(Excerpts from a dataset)
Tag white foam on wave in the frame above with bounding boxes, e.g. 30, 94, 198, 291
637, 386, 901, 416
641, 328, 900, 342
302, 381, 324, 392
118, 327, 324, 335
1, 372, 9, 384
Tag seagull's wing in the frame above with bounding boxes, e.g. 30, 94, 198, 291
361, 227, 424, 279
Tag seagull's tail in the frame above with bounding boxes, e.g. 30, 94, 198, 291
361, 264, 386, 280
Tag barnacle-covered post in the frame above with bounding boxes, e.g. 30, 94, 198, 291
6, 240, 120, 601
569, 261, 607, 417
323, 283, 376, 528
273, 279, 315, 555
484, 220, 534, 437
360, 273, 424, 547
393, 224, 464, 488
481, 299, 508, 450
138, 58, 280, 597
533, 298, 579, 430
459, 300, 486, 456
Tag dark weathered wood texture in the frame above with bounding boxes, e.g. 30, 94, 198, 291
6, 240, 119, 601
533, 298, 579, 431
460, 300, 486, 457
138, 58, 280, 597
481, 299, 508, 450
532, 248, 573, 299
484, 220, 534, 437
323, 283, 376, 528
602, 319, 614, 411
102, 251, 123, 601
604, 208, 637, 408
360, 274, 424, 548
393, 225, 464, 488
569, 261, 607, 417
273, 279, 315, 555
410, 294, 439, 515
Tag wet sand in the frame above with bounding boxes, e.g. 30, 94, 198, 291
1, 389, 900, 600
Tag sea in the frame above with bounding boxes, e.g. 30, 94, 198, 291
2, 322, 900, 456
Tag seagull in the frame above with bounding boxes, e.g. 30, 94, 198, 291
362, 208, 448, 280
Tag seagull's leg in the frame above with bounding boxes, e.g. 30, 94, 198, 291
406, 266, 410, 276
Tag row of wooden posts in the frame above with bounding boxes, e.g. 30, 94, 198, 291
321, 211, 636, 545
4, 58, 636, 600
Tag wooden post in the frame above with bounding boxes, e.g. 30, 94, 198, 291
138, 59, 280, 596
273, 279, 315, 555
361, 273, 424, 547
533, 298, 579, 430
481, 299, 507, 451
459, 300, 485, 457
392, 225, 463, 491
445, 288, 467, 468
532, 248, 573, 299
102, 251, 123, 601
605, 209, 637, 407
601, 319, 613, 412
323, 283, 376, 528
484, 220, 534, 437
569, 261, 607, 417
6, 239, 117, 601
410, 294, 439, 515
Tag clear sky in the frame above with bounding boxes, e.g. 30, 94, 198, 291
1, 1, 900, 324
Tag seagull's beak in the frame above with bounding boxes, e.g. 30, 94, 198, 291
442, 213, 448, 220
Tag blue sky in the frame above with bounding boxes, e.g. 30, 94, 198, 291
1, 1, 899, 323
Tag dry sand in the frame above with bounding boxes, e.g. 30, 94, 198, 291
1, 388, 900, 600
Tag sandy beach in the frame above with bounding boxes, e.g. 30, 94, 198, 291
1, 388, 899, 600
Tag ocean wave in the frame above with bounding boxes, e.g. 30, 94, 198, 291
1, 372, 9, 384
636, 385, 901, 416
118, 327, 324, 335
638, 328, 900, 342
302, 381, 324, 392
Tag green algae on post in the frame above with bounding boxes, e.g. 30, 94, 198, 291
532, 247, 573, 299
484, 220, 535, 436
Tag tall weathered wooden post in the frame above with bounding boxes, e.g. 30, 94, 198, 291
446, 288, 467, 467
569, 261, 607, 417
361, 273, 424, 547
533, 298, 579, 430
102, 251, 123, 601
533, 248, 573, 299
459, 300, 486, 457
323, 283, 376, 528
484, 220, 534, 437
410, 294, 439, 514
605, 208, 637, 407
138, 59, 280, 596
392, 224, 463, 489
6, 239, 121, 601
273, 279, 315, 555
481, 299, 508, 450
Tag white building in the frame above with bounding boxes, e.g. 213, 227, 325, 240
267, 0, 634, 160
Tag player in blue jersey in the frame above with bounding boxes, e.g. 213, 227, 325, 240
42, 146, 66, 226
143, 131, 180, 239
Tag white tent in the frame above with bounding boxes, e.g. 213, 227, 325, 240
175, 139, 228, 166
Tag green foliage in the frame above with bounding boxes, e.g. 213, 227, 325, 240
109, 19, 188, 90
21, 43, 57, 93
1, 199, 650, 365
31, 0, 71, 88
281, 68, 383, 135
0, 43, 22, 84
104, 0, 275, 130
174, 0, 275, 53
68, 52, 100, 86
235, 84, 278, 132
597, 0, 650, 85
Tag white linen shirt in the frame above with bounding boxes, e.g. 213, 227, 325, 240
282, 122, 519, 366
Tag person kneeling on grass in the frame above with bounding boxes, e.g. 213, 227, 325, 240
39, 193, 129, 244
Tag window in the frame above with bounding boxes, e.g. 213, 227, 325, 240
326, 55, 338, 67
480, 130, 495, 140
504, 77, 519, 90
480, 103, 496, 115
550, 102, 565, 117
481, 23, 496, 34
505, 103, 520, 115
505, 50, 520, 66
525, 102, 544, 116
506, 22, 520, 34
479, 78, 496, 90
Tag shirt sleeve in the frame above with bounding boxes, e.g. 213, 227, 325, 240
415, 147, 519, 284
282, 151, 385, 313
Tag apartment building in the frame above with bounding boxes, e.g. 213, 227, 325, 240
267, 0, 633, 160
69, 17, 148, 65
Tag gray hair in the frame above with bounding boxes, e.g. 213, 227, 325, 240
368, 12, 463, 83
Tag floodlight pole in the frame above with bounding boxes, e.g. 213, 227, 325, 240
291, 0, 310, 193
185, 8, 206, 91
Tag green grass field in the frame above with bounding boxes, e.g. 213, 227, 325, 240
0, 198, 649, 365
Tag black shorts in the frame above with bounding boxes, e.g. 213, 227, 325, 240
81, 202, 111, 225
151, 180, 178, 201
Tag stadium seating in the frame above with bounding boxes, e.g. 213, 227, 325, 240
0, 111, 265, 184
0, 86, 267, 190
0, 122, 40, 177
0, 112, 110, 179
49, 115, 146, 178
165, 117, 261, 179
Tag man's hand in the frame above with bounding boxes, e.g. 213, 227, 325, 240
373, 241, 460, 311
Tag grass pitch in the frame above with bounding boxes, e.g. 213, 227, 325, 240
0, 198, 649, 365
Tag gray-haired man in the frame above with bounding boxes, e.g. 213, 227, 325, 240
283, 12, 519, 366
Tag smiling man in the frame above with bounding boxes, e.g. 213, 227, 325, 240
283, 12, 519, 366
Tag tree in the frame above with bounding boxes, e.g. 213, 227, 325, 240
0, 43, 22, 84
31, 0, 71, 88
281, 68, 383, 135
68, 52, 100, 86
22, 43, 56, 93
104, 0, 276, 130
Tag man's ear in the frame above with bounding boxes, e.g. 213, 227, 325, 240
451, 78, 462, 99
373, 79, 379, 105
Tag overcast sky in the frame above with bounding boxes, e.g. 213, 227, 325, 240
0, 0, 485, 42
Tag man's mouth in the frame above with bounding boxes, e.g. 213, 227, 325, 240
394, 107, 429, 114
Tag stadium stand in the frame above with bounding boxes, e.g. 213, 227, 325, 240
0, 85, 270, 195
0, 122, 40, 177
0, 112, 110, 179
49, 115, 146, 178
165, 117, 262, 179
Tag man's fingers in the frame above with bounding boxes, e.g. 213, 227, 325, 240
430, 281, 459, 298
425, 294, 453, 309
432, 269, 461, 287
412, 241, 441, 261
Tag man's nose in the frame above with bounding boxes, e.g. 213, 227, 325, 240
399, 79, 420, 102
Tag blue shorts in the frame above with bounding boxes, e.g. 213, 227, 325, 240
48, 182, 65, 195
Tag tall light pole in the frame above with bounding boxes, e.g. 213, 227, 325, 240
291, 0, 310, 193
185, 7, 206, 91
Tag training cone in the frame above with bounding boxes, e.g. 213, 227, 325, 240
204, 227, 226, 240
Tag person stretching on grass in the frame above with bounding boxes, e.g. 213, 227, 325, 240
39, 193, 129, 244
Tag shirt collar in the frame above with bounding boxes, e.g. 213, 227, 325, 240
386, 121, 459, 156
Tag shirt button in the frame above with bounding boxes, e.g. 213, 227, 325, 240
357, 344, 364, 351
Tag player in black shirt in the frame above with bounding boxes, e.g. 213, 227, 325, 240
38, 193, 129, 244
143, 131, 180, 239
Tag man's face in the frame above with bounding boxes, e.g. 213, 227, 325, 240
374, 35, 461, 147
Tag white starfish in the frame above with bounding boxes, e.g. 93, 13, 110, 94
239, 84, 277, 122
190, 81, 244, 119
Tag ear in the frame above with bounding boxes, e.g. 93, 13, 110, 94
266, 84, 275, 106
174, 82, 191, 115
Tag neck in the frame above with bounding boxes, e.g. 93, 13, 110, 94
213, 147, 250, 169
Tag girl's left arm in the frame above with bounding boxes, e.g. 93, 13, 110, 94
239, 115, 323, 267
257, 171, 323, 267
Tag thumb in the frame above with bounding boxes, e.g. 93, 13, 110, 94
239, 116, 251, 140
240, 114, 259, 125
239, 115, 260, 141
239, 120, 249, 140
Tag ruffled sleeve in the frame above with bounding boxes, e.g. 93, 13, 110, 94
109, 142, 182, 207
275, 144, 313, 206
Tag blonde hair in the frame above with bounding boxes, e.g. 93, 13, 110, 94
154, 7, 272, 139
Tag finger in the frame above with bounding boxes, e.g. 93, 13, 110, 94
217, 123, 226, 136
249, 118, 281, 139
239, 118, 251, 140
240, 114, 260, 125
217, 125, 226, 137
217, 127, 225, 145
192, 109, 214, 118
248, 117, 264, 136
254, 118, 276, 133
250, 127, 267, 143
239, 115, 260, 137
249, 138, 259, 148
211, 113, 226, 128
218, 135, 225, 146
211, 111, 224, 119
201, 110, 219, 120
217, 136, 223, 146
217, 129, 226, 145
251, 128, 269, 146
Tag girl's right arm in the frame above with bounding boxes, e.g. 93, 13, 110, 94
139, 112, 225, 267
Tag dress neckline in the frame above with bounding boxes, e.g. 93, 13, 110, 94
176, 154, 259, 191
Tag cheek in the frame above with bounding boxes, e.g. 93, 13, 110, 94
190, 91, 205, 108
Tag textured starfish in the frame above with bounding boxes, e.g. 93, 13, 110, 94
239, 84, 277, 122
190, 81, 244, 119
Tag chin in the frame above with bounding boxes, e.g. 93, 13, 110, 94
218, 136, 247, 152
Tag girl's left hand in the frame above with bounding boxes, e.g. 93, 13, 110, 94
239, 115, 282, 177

Task instructions
Return, word for word, the line containing "Tag girl's left hand" and all lines after it through the last line of the records, and nothing else.

Answer for the task
Tag girl's left hand in the frame above with bounding boxes, e.g. 93, 13, 110, 94
239, 115, 282, 177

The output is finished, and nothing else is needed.